#### PROVIDED RECORDS
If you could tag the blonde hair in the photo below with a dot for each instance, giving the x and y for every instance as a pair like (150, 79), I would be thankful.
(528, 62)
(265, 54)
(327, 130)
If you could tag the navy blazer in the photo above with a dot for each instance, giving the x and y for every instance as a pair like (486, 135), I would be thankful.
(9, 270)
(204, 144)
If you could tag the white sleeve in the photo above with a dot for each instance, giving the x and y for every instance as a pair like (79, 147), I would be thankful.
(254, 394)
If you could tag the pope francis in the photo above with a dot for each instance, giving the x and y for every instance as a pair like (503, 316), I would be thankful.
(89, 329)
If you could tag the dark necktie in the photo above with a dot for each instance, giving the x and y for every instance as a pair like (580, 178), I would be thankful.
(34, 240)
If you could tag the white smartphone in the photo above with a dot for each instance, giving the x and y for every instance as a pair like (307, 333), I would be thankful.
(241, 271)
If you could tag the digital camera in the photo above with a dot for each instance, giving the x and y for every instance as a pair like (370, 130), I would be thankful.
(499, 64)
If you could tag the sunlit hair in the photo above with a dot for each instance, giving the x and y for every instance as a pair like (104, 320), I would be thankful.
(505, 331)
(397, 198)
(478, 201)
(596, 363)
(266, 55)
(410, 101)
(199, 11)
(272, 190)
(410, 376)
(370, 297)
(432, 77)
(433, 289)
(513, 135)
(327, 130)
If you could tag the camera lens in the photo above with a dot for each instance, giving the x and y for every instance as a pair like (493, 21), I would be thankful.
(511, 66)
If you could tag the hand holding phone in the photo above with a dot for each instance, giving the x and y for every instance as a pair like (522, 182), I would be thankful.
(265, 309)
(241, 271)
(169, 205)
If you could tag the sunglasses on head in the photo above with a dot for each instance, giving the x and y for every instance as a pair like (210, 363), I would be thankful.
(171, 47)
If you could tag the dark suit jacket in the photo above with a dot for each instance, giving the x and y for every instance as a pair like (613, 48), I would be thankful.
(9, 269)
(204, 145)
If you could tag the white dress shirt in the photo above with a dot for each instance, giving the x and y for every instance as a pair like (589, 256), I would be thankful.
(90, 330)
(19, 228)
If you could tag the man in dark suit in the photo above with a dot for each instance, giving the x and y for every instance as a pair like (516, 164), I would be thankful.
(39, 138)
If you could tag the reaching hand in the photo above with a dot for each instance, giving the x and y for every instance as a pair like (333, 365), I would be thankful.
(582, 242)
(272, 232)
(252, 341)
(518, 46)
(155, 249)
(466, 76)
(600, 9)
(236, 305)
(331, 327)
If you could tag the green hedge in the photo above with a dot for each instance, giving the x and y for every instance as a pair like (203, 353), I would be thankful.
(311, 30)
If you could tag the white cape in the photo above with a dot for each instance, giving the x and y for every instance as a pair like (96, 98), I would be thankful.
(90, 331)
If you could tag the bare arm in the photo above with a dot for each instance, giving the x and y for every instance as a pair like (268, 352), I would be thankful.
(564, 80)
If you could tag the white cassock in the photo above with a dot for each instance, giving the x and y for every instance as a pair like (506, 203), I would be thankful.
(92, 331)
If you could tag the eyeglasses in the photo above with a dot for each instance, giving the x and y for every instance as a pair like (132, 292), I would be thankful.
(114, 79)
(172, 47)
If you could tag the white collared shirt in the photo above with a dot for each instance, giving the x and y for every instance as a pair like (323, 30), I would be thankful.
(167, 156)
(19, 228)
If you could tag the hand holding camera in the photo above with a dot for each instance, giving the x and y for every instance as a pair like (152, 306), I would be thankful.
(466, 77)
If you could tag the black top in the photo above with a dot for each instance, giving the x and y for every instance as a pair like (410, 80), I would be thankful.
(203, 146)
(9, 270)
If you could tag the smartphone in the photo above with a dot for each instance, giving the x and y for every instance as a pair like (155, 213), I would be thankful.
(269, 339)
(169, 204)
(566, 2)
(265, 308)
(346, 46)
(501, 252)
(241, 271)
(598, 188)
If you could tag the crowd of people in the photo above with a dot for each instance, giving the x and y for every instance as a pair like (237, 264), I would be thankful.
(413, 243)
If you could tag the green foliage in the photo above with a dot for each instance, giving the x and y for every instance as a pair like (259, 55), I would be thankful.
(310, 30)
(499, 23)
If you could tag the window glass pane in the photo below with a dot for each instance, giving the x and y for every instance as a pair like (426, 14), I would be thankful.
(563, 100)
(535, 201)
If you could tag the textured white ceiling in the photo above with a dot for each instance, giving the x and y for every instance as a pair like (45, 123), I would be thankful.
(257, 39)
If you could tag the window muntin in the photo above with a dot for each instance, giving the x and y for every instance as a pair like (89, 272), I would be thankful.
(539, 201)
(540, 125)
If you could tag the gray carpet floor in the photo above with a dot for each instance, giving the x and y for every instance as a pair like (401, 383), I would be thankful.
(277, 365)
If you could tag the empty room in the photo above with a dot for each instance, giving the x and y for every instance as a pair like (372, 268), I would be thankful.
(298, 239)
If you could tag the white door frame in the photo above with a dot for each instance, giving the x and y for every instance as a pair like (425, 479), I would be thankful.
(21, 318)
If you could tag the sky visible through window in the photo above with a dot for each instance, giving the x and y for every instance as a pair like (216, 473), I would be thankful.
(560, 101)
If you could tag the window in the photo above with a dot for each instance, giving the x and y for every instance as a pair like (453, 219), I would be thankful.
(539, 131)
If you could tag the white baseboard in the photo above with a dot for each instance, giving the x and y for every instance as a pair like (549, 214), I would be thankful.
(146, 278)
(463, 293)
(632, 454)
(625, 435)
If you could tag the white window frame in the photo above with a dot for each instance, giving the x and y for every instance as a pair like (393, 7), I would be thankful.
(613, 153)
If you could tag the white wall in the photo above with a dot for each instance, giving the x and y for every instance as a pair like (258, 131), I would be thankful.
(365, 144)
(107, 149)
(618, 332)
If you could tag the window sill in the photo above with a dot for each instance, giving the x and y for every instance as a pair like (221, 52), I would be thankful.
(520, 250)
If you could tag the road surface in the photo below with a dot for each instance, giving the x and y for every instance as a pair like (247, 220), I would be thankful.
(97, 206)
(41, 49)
########
_ACTION ITEM_: Could you print exactly the lines from the one containing "If you could tag the white baseboard" through the last line of the records above?

_YOUR RESPONSE_:
If you could tag the white baseboard in the photo above with a dot for each instance, giving the x and y for every instance as a pair like (549, 214), I would be thankful.
(146, 278)
(463, 293)
(632, 454)
(625, 435)
If you could tag the white window frame in the photo above with a dot for each instance, giving the x and y for every instance as a pair like (393, 7), I would be thankful.
(613, 153)
If you could tag the white wall in the photo above with a dot for each instance, giving the x and y for every instance as a pair like (258, 131), I would be thankful.
(365, 144)
(107, 149)
(618, 332)
If you could tag the window sill in the photo above with a dot for each instance, giving the x and y for every instance as a pair like (221, 52), I would be thankful.
(520, 250)
If you could tag the road surface in the photo below with a dot for each instance, giving the x and y for every instance as a pair like (247, 220), I would be thankful.
(97, 206)
(41, 49)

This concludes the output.